- _Saved entries_:

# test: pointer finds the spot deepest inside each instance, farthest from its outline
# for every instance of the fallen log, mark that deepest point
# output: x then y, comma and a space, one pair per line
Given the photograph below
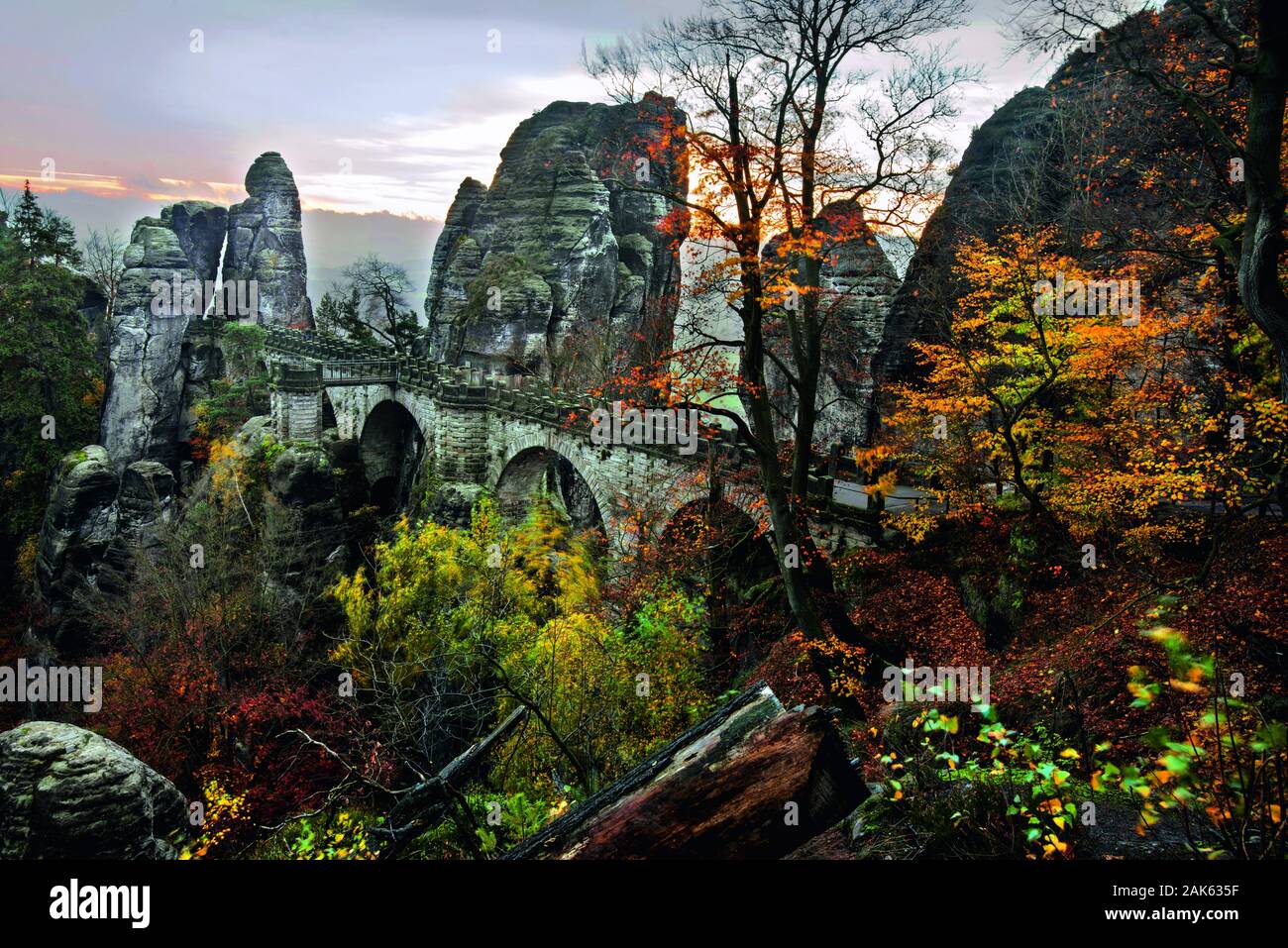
426, 802
750, 781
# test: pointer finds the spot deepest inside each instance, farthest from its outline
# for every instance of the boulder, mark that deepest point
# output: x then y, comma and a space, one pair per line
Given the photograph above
69, 793
95, 519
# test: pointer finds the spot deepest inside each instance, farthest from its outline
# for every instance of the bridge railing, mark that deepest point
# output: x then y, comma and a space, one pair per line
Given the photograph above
343, 363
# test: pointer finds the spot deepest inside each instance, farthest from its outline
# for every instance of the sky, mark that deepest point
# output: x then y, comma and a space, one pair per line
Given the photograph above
380, 107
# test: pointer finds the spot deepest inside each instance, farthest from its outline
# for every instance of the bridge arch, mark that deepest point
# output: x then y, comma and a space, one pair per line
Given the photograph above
546, 460
391, 447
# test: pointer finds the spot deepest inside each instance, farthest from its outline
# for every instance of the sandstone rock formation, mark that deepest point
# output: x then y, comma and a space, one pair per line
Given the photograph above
567, 256
68, 793
266, 244
1039, 159
858, 286
146, 373
95, 519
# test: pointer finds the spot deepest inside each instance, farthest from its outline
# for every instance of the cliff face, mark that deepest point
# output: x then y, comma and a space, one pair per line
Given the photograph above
266, 244
858, 287
146, 377
980, 198
155, 369
559, 265
1072, 154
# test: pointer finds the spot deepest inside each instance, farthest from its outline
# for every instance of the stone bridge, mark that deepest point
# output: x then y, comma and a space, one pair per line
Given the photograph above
452, 432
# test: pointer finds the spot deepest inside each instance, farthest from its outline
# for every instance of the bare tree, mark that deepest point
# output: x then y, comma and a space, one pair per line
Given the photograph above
372, 304
104, 265
772, 91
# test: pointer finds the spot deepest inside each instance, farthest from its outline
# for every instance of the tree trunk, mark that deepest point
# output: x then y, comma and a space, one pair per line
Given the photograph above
1262, 231
751, 781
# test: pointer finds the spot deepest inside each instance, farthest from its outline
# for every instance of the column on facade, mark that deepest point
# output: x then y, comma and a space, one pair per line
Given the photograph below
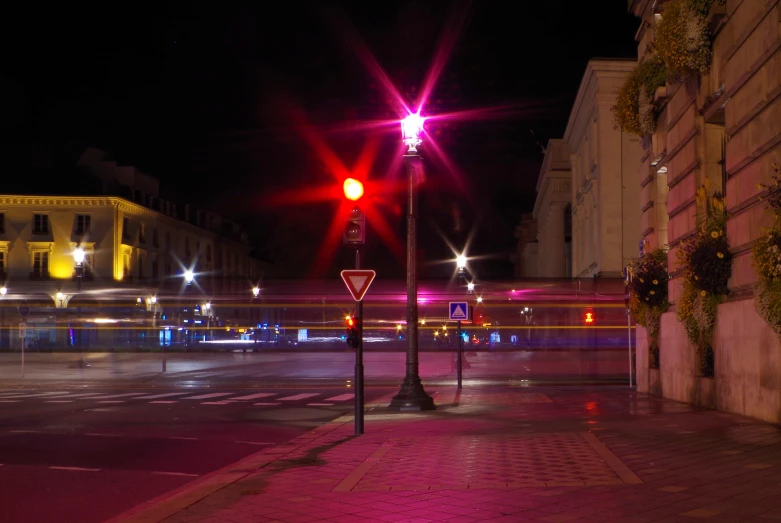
554, 233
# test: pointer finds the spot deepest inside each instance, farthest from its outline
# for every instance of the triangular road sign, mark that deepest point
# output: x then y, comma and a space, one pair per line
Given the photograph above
358, 281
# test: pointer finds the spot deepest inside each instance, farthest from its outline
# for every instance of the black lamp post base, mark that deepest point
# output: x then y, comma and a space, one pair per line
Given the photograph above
412, 397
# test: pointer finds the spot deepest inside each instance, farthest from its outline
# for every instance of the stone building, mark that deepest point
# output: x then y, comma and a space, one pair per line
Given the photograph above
586, 188
724, 127
90, 271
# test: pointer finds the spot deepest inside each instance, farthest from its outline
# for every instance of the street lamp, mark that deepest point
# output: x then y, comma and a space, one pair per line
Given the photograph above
412, 396
78, 258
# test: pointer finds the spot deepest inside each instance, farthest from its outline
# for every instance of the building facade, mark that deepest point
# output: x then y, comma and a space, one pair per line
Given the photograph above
719, 130
551, 212
105, 272
605, 210
587, 208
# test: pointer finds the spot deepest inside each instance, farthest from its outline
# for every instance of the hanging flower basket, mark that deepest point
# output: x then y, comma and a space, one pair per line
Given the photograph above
707, 267
648, 297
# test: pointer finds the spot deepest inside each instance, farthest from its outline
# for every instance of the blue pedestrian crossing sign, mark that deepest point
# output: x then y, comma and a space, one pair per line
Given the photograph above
459, 311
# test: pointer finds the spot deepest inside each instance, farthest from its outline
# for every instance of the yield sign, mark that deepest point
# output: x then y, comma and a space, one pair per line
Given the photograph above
358, 282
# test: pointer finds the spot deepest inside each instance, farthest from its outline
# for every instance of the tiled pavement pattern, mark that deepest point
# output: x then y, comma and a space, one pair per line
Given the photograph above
500, 455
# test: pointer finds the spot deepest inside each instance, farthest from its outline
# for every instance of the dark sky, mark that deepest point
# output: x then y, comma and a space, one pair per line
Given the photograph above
202, 96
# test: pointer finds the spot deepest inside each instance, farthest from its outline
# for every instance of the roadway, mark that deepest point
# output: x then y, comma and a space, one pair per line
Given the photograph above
84, 454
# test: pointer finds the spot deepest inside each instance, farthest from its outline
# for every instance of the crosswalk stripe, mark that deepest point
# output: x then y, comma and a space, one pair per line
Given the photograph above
341, 397
253, 396
207, 396
155, 396
109, 396
299, 396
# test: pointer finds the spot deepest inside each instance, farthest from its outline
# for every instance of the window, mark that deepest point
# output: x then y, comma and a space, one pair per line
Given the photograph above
40, 268
83, 222
41, 224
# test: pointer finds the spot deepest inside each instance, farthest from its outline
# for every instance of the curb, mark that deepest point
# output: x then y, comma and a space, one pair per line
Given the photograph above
166, 505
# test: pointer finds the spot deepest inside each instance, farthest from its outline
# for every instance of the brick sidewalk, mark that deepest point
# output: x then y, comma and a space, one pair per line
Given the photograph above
504, 455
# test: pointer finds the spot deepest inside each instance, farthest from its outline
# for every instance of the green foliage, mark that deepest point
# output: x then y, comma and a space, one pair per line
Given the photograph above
648, 296
766, 252
707, 267
634, 111
682, 37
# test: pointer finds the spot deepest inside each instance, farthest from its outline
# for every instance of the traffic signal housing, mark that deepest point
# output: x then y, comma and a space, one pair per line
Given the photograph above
353, 331
588, 318
355, 228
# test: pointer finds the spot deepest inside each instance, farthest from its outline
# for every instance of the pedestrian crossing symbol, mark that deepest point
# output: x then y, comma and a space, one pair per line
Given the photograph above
459, 311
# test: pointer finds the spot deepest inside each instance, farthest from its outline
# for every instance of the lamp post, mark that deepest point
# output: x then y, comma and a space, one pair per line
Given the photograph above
78, 258
412, 396
189, 277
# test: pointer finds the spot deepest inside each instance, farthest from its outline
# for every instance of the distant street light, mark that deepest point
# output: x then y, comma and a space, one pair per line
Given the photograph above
78, 258
412, 396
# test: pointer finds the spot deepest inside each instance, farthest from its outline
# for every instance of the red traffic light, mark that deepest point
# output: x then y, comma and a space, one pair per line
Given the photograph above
353, 189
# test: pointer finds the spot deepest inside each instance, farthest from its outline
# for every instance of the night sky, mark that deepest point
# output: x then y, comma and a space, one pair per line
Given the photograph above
214, 99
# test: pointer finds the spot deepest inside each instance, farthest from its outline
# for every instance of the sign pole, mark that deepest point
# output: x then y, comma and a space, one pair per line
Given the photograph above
359, 357
460, 354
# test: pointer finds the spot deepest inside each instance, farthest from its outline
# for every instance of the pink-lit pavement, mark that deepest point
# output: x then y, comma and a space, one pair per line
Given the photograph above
503, 455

- _Exercise_: Examine the records and report how many lines contain the string "crossing". Only the number should be given.

- _Exercise result_: 2